Second derivative of chained function

[lriuui0x0]

Let's say we have a function $M(f(x))$ where $M: \mathbb{R}^2 \to \mathbb{R}^2$ is a multivariable linear function, and $f: \mathbb{R} \to \mathbb{R}^2$ is a single variable function. Now I'm getting confused with evaluating the following second derivative of the function:

$$
[M(f(x))]'' = [M'(f(x)) \circ f'(x)]'
$$

How do we continue to evaluate the second derivative? This may be a very basic question, but I'm trying to get clear on the dimension of functions.

 

[PeroK]

Let's say we have a function $M(f(x))$ where $M: \mathbb{R}^2 \to \mathbb{R}^2$ is a multivariable linear function, and $f: \mathbb{R} \to \mathbb{R}$ is a single variable function. Now I'm getting confused with evaluating the following second derivative of the function:

$$
[M(f(x))]'' = [M'(f(x)) \circ f'(x)]'
$$

How do we continue to evaluate the second derivative? This may be a very basic question, but I'm trying to get clear on the dimension of functions.

This doesn't make sense. If $M$ is a function on $\mathbb R^2$, then it needs two argumemts. You've given it only one, namely $f(x)$.

 

[PeroK]

Let's say we have a function $M(f(x))$ where $M: \mathbb{R}^2 \to \mathbb{R}^2$ is a multivariable linear function, and $f: \mathbb{R} \to \mathbb{R}$ is a single variable function. Now I'm getting confused with evaluating the following second derivative of the function:

$$
[M(f(x))]'' = [M'(f(x)) \circ f'(x)]'
$$

How do we continue to evaluate the second derivative? This may be a very basic question, but I'm trying to get clear on the dimension of functions.

Assuming $M: \mathbb{R} \to \mathbb{R}$, and we want the second derivative of the function $g(x) = M(f(x))$, then the first derivative is: $$g'(x) = M'(f(x))f'(x)$$ Note that this is not what you've written.

The second derivative is then evaluated using the product rule and the chain rule again.

 

[lriuui0x0]

This doesn't make sense. If $M$ is a function on $\mathbb R^2$, then it needs two argumemts. You've given it only one, namely $f(x)$.

Sorry I made a mistake in my question, it should be $f: \mathbb{R} \to \mathbb{R}^2$ instead.

 

[PeroK]

Sorry I made a mistake in my question, it should be $f: \mathbb{R} \to \mathbb{R}^2$ instead.

You have partial derivatives, not ordinary derivatives, for $M(y, z)$. Where $f(x) = (y(x), z(x))$.

 

[lriuui0x0]

You have partial derivatives, not ordinary derivatives, for $M(y, z)$. Where $f(x) = (y(x), z(x))$.

I'm thinking about the total derivatives instead, $M'$ is a map $\mathbb{R}^2 \to \mathbb{R}^2$ at every $\mathbb{R}^2$ point. Therefore $M'(f(x)) : \mathbb{R}^2 \to \mathbb{R}^2$ and it can be composed with $f'(x): \mathbb{R} \to \mathbb{R}^2$.

» Stored items
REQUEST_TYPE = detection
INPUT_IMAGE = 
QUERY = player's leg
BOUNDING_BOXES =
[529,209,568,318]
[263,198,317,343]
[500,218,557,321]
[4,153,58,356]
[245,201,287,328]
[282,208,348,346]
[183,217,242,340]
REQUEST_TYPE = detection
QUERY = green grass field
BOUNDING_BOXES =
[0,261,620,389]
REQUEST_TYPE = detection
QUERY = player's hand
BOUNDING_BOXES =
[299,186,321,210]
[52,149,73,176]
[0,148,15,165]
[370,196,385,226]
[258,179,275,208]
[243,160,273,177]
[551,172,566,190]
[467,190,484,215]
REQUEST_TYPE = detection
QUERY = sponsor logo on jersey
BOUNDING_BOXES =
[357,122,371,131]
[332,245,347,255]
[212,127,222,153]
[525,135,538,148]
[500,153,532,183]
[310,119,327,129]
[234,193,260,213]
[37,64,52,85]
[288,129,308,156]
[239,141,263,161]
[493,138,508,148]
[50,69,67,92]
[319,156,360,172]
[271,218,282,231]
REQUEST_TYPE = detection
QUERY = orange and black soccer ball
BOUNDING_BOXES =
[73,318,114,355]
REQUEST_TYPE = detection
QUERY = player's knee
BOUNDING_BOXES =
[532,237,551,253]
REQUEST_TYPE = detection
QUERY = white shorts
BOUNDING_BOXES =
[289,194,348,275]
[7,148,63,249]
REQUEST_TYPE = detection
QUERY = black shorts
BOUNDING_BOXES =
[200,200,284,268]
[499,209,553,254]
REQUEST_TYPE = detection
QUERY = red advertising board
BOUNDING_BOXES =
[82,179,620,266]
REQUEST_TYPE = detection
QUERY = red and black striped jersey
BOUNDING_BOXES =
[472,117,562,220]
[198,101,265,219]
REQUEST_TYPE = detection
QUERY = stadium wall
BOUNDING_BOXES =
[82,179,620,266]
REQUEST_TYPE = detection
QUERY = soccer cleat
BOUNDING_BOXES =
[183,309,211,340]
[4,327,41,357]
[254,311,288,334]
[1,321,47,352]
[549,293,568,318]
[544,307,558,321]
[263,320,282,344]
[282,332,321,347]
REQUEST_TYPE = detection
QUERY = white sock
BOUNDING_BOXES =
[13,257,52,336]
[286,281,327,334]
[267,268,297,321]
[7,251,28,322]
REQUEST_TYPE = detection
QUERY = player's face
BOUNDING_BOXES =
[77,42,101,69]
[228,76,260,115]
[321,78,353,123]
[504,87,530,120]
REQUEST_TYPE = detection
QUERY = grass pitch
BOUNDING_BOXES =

» Objective
Carry on the forum thread about the second derivative of a chained function from the point where it stops.

» Written reply
[pasmith]

Let's say we have a function $M(f(x))$ where $M: \mathbb{R}^2 \to \mathbb{R}^2$ is a multivariable linear function, and $f: \mathbb{R} \to \mathbb{R}^2$ is a single variable function. Now I'm getting confused with evaluating the following second derivative of the function:

$$
[M(f(x))]'' = [M'(f(x)) \circ f'(x)]'
$$

How do we continue to evaluate the second derivative? This may be a very basic question, but I'm trying to get clear on the dimension of functions.

$\circ$ is function composition; the inner product is $\cdot$ (\cdot)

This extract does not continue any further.